» **ИСХОДНЫЙ ТЕКСТ**:
Есть еще одно качество нашей страны, которое тоже можно взять за межвременной вектор. «У России только два союзника — армия и флот», — говорил в свое время российский император Александр III. Заметьте, время его правления — едва ли не самое спокойное в истории нашей страны. Серьезных войн при Александре-миротворце не было. Не потому ли, что самодержец не только говорил, но и действовал, исходя из этого тезиса?
Почему Россия с давних времен как кость в горле у политиков и историографов многих европейских стран? Нас недолюбливают и боятся, всячески поддерживая меж собой именно этот имидж… Впрочем, понять их можно: татаро-монгольское нашествие так или иначе ослабло (а в конце концов иссякло) именно в наших землях, и не только в результате военных действий; наполеоновские войска потерпели поражение в России, после чего так и не смогли оправиться; подавляющее большинство гитлеровских дивизий полегли в наших землях… Однако у западных историков свой взгляд на эти события, и России там отведена весьма неадекватная роль. Сильная Россия не нужна им даже в учебниках.
Любая война, даже проигранная, делала нашу страну сильнее. Это касается даже явного поражения в Первой мировой, последовавшей революции, Гражданской войны и колоссальной разрухи. Но потом началась индустриализация (несомненно — на костях), которая в сплошном недружелюбном окружении сделала страну сильнее, а стало быть — еще страшнее для недругов.
После Второй мировой многие ждали, что СССР, ослабленный войной, без лендлиза не сможет восстановить разрушенное народное хозяйство, и скоро страну можно будет брать голыми руками. Не дождались и до сих пор удивляются…
Но ведь на самом деле нужно побаиваться страну, народ которой способен без страха и сомнения отдать миллионы жизней за свободу Родины, выстоять в самые тяжкие времена, но не пропустить врага. Может быть, сказываются как раз не исчезнувшие окончательно гены монголов?
Другой разговор, что таких потерь могло быть гораздо меньше. Однако это качество было присуще русским полководцам всегда, начиная с Куликовской битвы, — не считаться с потерями. Даже Суворова это не слишком заботило, а Георгия Жукова — тем более… Веками культивировался тезис «Умереть за землю русскую — святое дело». Попробуйте поставить в этой фразе вместо слова «русские» какую-то другую национальность, и вы поймете, как нелепо это звучит.
Впрочем, в российской истории есть немало примеров, когда русские под талантливым руководством одерживали блестящие победы при минимальных потерях со своей стороны. Один из таковых — битва при Молодях. О ней в школьных учебниках не сказано ничего или очень мало. Заметьте — сражение (а вернее — целая серия таковых) происходило не под прикрытием крепостных стен (в чем русские всегда были мастерами), а в голом поле. И не зимой (дескать, помог воевода-Мороз), а знойным летом 1572 года. Тогда погибло около 100 тысяч крымских татар, ногайцев и всего несколько тысяч русских. Крымцы после такого поражения очень долго не смели и носа показать в русских владениях. Это о пользе ярких побед, которые мы с легкостью забываем.

» **ЧТО НУЖНО СДЕЛАТЬ**:
Сколько крымских татар и ногайцев погибло в битве при Молодях, согласно тексту о военной истории России?

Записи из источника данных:
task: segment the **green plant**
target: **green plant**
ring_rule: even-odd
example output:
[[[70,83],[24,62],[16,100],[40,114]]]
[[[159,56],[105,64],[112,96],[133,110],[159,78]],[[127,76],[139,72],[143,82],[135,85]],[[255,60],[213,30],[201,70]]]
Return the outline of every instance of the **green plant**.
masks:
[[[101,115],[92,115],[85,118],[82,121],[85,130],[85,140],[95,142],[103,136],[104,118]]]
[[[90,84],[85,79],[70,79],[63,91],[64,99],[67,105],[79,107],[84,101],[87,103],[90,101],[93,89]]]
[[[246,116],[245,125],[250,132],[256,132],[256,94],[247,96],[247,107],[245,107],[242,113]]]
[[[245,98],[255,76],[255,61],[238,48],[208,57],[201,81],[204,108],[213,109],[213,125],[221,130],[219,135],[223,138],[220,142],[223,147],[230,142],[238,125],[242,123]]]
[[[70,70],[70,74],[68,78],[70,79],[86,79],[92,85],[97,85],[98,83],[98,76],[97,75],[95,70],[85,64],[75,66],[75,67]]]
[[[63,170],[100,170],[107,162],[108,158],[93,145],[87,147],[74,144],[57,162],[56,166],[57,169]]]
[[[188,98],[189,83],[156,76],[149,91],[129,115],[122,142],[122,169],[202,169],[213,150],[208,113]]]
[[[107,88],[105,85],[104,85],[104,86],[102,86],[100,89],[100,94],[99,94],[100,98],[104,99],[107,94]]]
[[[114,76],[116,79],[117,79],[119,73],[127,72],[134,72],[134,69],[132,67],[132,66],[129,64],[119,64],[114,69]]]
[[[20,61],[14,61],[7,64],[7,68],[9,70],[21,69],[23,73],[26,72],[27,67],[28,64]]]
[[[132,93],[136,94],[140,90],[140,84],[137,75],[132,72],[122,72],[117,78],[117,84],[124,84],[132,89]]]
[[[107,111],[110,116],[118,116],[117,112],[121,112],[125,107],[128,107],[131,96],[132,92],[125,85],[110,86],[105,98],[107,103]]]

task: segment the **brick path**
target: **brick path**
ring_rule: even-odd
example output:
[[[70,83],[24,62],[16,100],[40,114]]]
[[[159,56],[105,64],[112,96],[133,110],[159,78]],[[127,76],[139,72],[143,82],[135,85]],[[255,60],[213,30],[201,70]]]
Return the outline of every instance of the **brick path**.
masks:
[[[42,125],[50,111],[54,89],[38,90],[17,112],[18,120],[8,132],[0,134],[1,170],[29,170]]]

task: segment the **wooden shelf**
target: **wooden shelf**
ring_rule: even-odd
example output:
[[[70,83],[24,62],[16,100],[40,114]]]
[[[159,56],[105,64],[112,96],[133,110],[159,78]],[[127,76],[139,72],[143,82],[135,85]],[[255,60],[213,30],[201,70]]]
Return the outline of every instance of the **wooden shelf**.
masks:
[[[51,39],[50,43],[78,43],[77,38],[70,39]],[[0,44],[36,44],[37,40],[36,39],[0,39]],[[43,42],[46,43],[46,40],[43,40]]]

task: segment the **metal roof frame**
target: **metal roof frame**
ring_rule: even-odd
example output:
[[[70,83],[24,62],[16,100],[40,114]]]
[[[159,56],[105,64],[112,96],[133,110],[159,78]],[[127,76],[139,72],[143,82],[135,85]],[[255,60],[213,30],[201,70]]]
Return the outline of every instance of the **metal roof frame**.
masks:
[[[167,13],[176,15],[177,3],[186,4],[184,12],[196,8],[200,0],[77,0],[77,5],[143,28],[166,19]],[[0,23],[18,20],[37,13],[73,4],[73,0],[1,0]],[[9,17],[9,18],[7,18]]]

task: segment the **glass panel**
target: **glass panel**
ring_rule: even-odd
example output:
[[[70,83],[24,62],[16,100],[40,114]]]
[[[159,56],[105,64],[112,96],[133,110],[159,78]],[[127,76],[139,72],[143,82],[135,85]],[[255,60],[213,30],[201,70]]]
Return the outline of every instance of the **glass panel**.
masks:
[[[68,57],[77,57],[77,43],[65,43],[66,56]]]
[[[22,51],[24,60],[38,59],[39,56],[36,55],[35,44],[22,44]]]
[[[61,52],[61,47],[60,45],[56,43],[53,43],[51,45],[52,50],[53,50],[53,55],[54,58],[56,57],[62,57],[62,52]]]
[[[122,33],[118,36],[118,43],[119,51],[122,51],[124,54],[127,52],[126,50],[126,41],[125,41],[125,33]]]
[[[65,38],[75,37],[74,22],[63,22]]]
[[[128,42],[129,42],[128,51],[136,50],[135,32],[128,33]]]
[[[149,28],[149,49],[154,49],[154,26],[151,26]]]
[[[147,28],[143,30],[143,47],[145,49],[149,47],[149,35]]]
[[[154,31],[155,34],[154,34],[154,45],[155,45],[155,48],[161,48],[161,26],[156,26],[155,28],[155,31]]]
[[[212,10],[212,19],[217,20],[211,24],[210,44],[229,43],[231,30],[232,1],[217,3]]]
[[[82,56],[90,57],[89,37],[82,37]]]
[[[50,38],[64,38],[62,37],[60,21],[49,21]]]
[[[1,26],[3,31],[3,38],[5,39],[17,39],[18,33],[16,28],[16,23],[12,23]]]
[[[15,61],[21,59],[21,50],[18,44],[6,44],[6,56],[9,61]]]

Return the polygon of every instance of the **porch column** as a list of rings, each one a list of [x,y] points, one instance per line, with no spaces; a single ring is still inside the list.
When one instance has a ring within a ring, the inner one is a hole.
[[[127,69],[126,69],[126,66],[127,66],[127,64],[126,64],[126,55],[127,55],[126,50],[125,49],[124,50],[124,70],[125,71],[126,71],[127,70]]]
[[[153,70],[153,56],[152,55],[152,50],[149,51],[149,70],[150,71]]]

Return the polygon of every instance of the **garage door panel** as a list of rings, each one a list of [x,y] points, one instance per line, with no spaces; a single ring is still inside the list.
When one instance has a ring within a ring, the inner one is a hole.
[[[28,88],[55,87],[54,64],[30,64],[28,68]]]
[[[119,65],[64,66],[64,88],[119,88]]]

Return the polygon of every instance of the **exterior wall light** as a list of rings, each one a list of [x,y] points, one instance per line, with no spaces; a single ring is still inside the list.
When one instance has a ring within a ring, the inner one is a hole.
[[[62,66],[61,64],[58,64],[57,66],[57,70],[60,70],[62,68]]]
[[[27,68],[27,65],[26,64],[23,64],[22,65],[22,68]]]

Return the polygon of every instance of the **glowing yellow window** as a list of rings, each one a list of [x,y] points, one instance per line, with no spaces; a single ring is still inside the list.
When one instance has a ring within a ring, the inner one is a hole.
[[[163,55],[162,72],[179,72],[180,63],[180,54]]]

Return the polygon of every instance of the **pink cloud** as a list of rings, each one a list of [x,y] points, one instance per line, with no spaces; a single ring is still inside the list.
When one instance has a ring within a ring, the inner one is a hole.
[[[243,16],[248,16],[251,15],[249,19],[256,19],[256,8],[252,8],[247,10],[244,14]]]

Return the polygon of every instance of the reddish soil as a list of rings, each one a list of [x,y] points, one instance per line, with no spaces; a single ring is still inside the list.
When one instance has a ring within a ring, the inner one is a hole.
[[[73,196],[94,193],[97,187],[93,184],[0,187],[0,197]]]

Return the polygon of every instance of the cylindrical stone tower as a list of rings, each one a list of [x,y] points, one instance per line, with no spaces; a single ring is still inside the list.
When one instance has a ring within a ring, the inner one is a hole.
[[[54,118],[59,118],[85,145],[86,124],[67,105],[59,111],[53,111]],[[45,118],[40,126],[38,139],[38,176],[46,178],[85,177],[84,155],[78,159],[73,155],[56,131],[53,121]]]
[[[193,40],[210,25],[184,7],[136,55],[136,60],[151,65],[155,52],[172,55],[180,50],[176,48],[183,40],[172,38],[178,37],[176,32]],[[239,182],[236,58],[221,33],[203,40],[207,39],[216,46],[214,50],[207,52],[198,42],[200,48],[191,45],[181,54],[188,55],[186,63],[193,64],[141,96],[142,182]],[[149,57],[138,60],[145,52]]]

» **ОТВЕТ НА ЗАДАНИЕ**:
Около 100 тысяч.